§ **Assignment**
Copy the data. Keep every character as given.

Point localization data:
_____

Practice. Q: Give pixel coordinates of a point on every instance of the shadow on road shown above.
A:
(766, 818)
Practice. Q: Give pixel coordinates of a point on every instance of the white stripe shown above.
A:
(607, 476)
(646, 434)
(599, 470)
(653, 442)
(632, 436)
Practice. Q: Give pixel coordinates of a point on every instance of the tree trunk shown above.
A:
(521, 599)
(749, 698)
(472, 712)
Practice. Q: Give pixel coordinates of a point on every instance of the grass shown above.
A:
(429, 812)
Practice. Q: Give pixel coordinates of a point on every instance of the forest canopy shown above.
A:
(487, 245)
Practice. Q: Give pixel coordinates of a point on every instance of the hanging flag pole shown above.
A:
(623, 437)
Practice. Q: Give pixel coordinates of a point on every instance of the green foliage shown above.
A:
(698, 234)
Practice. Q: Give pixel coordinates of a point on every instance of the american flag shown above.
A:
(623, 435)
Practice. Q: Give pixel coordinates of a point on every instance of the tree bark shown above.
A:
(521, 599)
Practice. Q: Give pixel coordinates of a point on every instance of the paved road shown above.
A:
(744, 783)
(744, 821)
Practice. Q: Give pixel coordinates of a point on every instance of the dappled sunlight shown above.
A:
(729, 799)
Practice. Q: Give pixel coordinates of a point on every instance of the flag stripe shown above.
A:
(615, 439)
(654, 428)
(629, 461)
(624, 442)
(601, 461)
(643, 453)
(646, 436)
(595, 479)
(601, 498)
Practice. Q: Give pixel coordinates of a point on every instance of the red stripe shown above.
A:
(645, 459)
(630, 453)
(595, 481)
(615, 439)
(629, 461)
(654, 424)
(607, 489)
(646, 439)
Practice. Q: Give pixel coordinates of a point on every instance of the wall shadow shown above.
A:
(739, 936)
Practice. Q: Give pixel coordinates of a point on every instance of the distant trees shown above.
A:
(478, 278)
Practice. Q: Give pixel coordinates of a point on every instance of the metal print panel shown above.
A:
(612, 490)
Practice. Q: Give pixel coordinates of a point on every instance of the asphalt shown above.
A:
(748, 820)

_____

§ **Exercise answer**
Practice. Q: Give pixel coordinates of a point on every instance of the shadow on road shown above.
A:
(766, 818)
Practice. Q: Give pixel coordinates of a point on every instance of the white stripe shown above.
A:
(607, 476)
(646, 434)
(599, 470)
(653, 442)
(632, 436)
Practice. Q: Give pixel coordinates of a point on every instance of the tree trunk shown above.
A:
(521, 599)
(749, 698)
(472, 712)
Practice. Q: Give pixel coordinates of a point on every instance of the grass shown above.
A:
(429, 812)
Practice. Q: Give pixel coordinates of a point on every instance of the forest canopy shown above.
A:
(487, 245)
Practice. Q: Give pixel coordinates of a point on every instance of the hanging flag pole shown above.
A:
(623, 437)
Practice. Q: Give pixel coordinates of a point on every instance of the green foliage shown above.
A:
(698, 234)
Practice. Q: Give pixel coordinates of a point on every instance of the american flag shown above.
A:
(623, 435)
Practice. Q: Give pixel coordinates of a point on every instance of the tree bark shown above.
A:
(521, 599)
Practice. Q: Give pixel coordinates of a point on every instance of the paved road shown above.
A:
(744, 783)
(744, 821)
Practice. Q: Give pixel coordinates of a point on every instance of the dappled sunlight shown above.
A:
(729, 799)
Practice. Q: Give pixel coordinates of a point on every instance of the flag stripe shown above.
A:
(615, 439)
(654, 428)
(629, 461)
(624, 442)
(601, 461)
(643, 453)
(646, 436)
(595, 479)
(601, 498)
Practice. Q: Give pixel coordinates of a point on every instance of the red stripe shown above.
A:
(645, 459)
(630, 453)
(595, 481)
(615, 439)
(629, 461)
(654, 424)
(607, 489)
(646, 439)
Practice. Q: Give pixel coordinates of a point on every instance of the wall shadow shown above.
A:
(739, 936)
Practice. Q: Give pixel coordinates of a point on every instance of the distant trees shown above.
A:
(478, 278)
Practice. Q: Give pixel coordinates of a point on every instance of the metal print panel shown above.
A:
(612, 490)
Practice. Q: Give pixel coordinates of a point on every instance of the asphalt shown above.
A:
(748, 820)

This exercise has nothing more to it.